Copy out every line below, from the line with "For this drill the class indicates the blue stadium" up to and including the last line of the rows, adjusting each coordinate in the points by adding -137 to it.

(Dataset extract)
------------------------

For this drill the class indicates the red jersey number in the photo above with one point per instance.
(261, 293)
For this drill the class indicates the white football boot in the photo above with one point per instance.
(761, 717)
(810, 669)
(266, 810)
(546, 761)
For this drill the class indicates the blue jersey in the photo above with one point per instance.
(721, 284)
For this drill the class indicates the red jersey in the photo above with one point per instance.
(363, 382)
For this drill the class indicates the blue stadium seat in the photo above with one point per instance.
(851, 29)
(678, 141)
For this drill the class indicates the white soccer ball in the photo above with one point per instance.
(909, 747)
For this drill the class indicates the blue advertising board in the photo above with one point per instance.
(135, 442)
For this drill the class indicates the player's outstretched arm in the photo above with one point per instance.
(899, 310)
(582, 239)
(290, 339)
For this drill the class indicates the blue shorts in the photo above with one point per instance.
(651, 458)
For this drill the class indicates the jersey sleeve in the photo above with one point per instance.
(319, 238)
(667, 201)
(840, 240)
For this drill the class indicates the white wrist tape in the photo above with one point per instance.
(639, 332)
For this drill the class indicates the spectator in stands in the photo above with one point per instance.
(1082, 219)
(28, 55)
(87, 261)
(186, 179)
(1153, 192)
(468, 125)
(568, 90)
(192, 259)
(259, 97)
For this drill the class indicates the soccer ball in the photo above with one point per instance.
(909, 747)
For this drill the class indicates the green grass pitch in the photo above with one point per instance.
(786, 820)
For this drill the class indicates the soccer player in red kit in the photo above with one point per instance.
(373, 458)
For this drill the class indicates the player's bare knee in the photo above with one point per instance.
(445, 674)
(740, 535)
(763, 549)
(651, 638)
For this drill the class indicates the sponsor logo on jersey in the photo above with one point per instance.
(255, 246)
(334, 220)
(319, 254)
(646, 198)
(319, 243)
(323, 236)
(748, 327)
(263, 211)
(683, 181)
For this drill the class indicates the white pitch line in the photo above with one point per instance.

------------------------

(Final result)
For this drill the class indicates the blue stadium seat in the photo above with one point per instance.
(714, -108)
(541, 4)
For this drill the class indicates the white soccer ball in the photo above with one point per instance.
(772, 610)
For this drill the class indicates the blue advertising board in the photo above with one point per instance.
(-2, 305)
For this drill the class indicates the player's outstretched arm in the photo above with one point per instance.
(762, 173)
(445, 102)
(153, 202)
For this drill the class indicates the blue shorts in the photo above with one point per instance.
(514, 321)
For this drill the class indicates the jersey sleeve in the photo above with one point per instance.
(182, 101)
(530, 64)
(703, 103)
For this drill the class indicates the white wrist tape in the photo above with one point per instance.
(502, 195)
For this drill the class indicates the spectator in stands in the photo above with one point per instance.
(945, 82)
(-109, -82)
(-50, 124)
(49, 42)
(1016, 55)
(331, -12)
(431, -47)
(55, 122)
(122, -40)
For this drill the class indicates the soccer ball in the photo above with one point per instance.
(772, 610)
For this drill the class indicates the green grass pitch in the photo above with one point per instance.
(649, 683)
For this drill the class indicates the soccer player in red kit in the photo above with one point per instance.
(236, 321)
For this drill the class indicates the player's bare knee in the photo above with one point per instance.
(308, 537)
(603, 398)
(626, 412)
(514, 501)
For this drill the class indicates the sponsor logo on jersey in the photo above with one point per instance.
(118, 109)
(197, 83)
(182, 117)
(509, 61)
(182, 106)
(186, 99)
(611, 190)
(126, 74)
(546, 44)
For this drill the class indicates the white pitch line in the photo above with one point per instance.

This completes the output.